Poursuivez la critique du film Ghost Dog en reprenant juste après sa dernière phrase.

* **Document source**:
══════════
La semaine dernière ils repassaient ce Ghost Dog en salles. Vingt-trois après sa sortie et une bonne décennie après mon dernier visionnage, je n'ai pas voulu manquer cette opportunité de redécouvrir ce film de Jim Jarmusch sur grand écran...
...Et je n'ai pas été déçu.


Alors certes, j'avoue que durant tout le premier quart d'heure j'ai été légèrement décontenancé par une certaine expérimentation (pour ne pas dire approximation) technique : légers travellings instables, étranges raccords dans l'axe, usages de musique un tantinet forcés... Tout ça donnait à ce début d'épopée tragique un petit côté cheap très ancrée dans son époque ; un film fait de bric et de broc pour essayer de donner vie à un patchwork entre iconographie de ghetto étatsunien et stéréotypes cinématographiques.


Et puis la magie de Jarmusch s'est rapidement mise à opérer, comme à l'ancien temps.
Le bon Jim a beau s'amuser ostensiblement des représentations avec lesquelles il joue qu'il n'en oublie pas pour autant de tirer de son art du collage une ligne claire sachant réaffirmer tout le caractère tragique et poétique de sa farce sociale.


Dans Ghost Dog, le cabot des quartiers a beau sombrer dans un excès de rocambolesque – lequel apparaissant d'autant plus artificiel qu'il est ostensiblement représenté comme une culture d'emprunt – il n'en reste pas moins attaché malgré tout à un code, à une culture et à des principes.


Étonnamment, il se dégage dès lors de ce patchwork des fragments d'un monde qui sombre et qu'on pleure, en opposition avec un monde nouveau qui émerge et dont on se moque.
D'un côté Frank qui, du haut de son année 1999, attend de son propre aveu l'avènement du nouveau siècle à venir, tout en en étant l'incarnation même. Homme d'esbroufe et de courte vue, Frank est cette Amérique qui gâche les hommes sans savoir y percevoir leur valeur quand, face à lui, se trouvent tous ceux qui restent passivement nostalgiques du old fashion way ; ces sages de chaque bord et de chaque âge ; ceux qui parviennent à se comprendre malgré les différences de langage, parfois même malgré la différence d'espèce.


Étonnamment, redécouvrir Ghost Dog avec vingt-trois ans de recul lui donne une dimension nouvelle.
══════════
* **Données fournies**:
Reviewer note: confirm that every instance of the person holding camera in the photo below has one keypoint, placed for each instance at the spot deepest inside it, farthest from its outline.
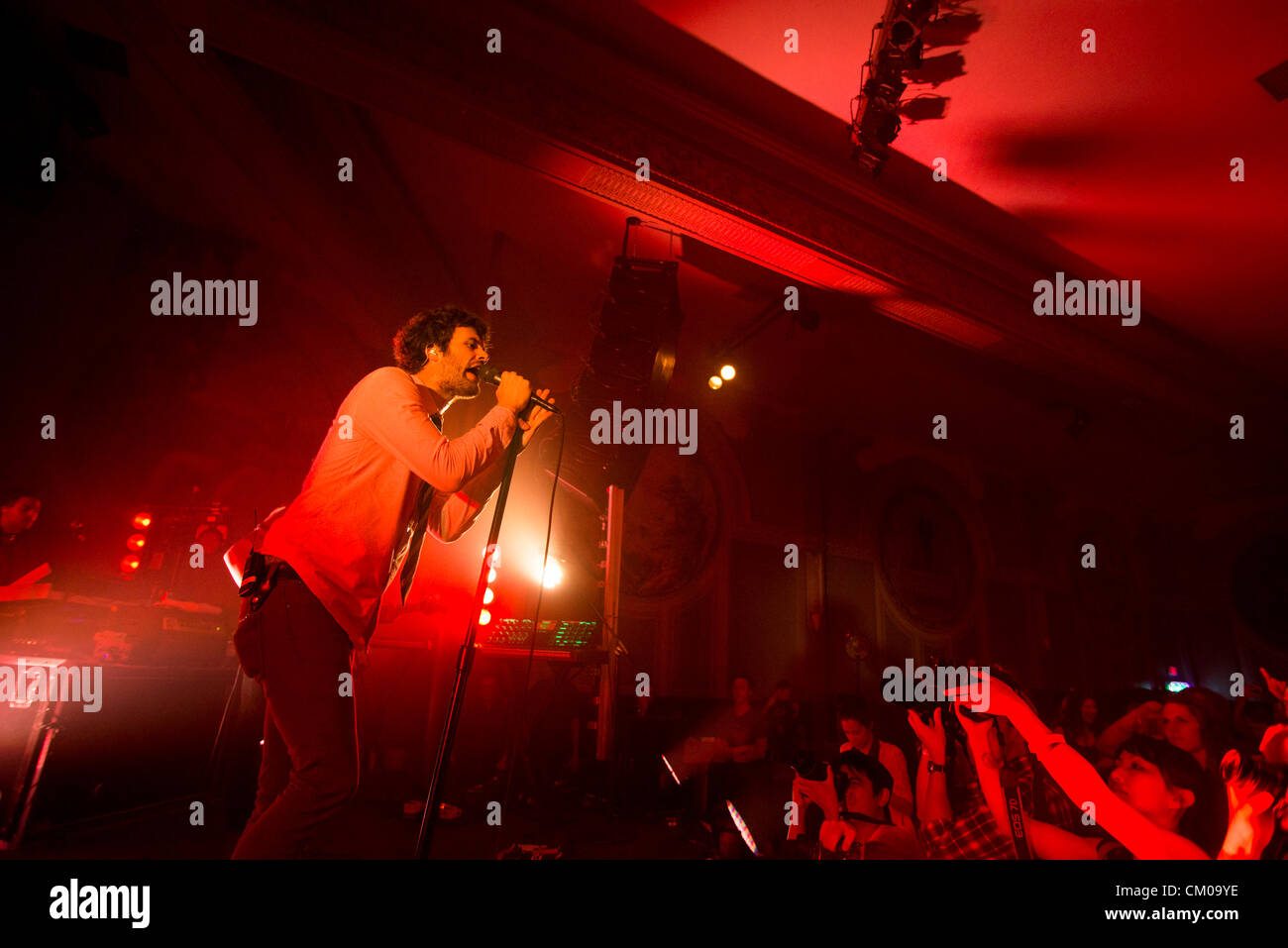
══════════
* **Réponse rédigée**:
S'il peut parfois laisser circonspect par rapport à quelques forfanteries visuelles un brin vieillottes, il n'en témoigne pas moins d'un oeil véritablement lucide sur son époque.
Car oui, 1999 était bien la fin d'un temps au profit d'un nouveau.
Cette fin de siècle était bien la fin d'une vieille noblesse – quelque soit la strate où celle-ci pouvait s'exprimer – au profit d'une culture de l'excès, de la démesure et du gâchis.
Dans ce nouveau siecle qui s'annonce, quand on sait qu'il ne reste plus beaucoup d'ours dans les montagnes, on se précipite pour aller tuer les derniers car des occasions comme ça ne se représenteront sûrement plus. Il faut savoir en profiter...
...Forcément avec une image comme ça tout est dit.
...Tout est dit sur la fin d'un cycle.


C'est à partir de là que les quelques scories datées de ce Ghost Dog deviennent brusquement une force pour ce film plutôt qu'une faiblesse.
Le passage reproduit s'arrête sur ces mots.